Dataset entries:
****************************************

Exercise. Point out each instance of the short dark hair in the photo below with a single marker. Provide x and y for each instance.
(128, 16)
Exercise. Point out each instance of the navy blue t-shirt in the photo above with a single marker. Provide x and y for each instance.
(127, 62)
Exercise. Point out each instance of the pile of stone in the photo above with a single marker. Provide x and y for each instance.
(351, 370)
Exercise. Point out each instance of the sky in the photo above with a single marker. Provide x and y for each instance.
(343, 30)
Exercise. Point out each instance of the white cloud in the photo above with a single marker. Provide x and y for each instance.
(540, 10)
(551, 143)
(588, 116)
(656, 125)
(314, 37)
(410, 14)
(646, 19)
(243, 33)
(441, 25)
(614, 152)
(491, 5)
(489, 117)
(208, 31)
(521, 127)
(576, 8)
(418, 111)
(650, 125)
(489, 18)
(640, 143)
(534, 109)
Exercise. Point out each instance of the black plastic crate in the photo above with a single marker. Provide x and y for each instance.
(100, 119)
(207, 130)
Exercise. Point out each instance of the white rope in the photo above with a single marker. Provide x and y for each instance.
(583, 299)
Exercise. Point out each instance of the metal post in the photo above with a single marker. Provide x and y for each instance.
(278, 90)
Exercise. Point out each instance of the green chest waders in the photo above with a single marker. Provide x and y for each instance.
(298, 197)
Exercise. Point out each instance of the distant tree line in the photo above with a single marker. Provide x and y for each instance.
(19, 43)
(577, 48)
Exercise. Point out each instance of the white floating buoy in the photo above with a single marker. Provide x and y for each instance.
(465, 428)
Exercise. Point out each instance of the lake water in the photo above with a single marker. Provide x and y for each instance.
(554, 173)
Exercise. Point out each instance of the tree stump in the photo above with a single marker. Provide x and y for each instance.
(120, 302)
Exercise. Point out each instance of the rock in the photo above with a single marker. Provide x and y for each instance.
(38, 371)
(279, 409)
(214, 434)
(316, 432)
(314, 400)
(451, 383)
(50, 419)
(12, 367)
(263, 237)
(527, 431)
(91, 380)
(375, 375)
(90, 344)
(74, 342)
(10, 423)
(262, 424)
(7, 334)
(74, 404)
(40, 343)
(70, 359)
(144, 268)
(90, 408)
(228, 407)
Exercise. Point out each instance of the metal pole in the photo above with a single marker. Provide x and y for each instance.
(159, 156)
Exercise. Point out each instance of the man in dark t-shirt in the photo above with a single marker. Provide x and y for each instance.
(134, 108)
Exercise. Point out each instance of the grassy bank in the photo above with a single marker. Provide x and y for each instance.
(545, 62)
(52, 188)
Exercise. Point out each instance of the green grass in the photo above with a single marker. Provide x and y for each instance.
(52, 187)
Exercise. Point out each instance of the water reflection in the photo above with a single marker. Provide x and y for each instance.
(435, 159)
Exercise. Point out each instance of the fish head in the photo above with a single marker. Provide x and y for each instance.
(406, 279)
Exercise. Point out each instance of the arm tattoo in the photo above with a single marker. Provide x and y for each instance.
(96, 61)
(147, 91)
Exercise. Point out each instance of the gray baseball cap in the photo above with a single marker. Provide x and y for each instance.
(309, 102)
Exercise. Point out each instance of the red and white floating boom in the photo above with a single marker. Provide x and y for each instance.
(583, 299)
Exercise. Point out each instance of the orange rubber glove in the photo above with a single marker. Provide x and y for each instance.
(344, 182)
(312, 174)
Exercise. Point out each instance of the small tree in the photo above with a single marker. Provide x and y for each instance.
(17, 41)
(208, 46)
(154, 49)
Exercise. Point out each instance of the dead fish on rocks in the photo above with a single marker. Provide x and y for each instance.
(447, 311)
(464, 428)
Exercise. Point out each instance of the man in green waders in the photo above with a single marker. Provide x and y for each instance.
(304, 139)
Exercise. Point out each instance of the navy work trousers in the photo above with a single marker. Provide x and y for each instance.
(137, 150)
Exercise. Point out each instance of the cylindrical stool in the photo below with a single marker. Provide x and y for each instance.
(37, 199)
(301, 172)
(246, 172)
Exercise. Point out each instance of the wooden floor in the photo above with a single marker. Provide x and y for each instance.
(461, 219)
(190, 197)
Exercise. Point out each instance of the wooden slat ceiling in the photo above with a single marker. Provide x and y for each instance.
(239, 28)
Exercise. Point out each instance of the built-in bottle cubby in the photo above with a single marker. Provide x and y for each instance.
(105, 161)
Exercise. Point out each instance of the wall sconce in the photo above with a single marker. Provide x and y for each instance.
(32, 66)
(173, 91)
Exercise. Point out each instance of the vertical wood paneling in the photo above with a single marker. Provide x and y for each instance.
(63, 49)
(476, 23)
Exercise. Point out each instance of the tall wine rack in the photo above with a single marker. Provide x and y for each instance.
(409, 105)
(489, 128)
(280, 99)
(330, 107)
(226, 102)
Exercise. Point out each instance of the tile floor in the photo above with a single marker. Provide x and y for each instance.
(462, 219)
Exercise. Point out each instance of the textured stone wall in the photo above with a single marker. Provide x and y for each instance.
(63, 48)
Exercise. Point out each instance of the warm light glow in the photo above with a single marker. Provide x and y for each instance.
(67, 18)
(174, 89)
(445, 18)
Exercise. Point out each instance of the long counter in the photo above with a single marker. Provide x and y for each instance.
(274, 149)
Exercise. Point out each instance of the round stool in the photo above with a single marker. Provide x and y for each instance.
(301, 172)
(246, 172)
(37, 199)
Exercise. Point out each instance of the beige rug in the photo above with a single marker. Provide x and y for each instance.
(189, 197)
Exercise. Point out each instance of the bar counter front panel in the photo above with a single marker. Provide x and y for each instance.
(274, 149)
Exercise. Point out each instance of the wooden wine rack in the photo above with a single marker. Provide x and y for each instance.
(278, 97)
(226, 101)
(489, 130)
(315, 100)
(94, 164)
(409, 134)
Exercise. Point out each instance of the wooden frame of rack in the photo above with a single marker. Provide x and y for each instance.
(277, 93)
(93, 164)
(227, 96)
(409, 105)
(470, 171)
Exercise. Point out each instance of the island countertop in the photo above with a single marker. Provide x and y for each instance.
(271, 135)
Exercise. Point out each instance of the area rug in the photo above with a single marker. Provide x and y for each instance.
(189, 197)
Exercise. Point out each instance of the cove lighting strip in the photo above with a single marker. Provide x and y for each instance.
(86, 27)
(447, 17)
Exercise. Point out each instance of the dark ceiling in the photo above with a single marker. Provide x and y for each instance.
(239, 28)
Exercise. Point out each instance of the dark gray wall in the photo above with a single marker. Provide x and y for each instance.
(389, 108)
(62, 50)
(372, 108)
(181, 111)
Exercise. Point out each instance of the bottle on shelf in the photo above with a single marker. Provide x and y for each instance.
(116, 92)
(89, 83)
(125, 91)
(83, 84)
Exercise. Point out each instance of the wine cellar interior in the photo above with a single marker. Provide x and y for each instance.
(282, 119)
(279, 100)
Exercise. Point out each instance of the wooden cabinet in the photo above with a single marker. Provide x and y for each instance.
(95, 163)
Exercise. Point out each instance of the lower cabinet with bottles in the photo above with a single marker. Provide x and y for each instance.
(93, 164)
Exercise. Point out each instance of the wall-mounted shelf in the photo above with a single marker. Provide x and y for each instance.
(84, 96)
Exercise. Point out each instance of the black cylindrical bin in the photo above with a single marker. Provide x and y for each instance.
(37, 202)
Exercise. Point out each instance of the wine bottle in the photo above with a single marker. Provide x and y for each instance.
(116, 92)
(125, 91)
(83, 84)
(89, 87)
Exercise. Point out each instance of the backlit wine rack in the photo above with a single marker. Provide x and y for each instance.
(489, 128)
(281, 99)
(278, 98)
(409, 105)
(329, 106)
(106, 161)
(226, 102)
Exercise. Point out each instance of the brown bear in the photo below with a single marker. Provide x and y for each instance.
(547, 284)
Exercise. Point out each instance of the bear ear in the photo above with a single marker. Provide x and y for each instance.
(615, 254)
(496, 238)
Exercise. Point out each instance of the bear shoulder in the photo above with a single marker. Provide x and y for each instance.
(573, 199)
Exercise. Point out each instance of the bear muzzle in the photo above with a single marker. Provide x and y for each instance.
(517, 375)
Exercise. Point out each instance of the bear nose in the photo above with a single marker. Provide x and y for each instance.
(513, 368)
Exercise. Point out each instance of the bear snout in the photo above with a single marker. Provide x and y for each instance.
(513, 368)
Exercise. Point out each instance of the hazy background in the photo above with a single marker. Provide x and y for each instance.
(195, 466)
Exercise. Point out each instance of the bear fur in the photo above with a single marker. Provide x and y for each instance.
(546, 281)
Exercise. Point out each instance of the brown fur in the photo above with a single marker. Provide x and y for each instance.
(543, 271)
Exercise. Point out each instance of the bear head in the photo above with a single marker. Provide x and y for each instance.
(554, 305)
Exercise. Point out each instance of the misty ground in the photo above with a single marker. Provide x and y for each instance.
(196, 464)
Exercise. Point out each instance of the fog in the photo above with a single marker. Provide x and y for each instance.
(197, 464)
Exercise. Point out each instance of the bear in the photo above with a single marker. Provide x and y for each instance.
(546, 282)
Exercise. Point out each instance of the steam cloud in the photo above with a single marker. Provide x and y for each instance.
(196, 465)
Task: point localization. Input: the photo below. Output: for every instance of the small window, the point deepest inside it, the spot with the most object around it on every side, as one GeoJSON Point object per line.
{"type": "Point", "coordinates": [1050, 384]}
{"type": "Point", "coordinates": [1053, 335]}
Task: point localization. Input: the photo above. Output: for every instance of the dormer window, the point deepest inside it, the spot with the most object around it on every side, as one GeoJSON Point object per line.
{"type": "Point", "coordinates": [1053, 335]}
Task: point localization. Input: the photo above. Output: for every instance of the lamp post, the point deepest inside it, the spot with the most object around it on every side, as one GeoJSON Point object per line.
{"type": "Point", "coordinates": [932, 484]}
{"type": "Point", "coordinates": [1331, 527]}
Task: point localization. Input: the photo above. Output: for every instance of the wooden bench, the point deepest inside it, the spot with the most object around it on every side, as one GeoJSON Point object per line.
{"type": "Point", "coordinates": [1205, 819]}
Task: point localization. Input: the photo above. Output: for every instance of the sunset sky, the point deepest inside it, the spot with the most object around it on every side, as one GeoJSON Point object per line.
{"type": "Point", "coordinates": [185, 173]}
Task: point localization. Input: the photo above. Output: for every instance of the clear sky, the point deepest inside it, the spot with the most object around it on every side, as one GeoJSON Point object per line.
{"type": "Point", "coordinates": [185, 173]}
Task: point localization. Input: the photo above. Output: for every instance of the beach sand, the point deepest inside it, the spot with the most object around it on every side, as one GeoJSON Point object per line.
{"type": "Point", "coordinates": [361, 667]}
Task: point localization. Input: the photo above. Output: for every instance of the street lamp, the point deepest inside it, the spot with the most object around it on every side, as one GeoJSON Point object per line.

****************************************

HOW TO COMPLETE THIS TASK: What must be transcribed is the run of lines from the one containing "of the beach" to the last line of the data above, inclusive, and only that.

FINAL ANSWER:
Task: point localization. Input: the photo above. Output: for every instance of the beach sand, the point deepest inside it, the spot with the most object around it on every side, as one GeoJSON Point object per line.
{"type": "Point", "coordinates": [361, 667]}
Task: point localization. Input: the photo above. Output: for every instance of the street lamp, the point deepest inside it, the spot with the most object around it on every side, as one GeoJSON Point object per line.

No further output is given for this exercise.